Please lay out every line of the records below as a numbered list, dropping blank lines and leaving out the pictures.
---*---
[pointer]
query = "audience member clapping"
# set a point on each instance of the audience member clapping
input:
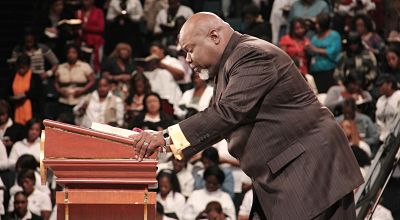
(367, 129)
(387, 106)
(198, 200)
(74, 80)
(153, 117)
(196, 99)
(29, 145)
(118, 68)
(27, 92)
(324, 49)
(100, 106)
(169, 194)
(139, 87)
(38, 203)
---*---
Result for this exercise:
1. [pointer]
2. query = "audience member clapping"
3. # set a point on each instance of the audience member clapping
4. input:
5. (367, 129)
6. (387, 106)
7. (198, 200)
8. (74, 80)
9. (153, 117)
10. (196, 99)
11. (29, 145)
12. (118, 68)
13. (27, 92)
14. (324, 49)
15. (100, 106)
16. (169, 194)
17. (139, 87)
18. (38, 203)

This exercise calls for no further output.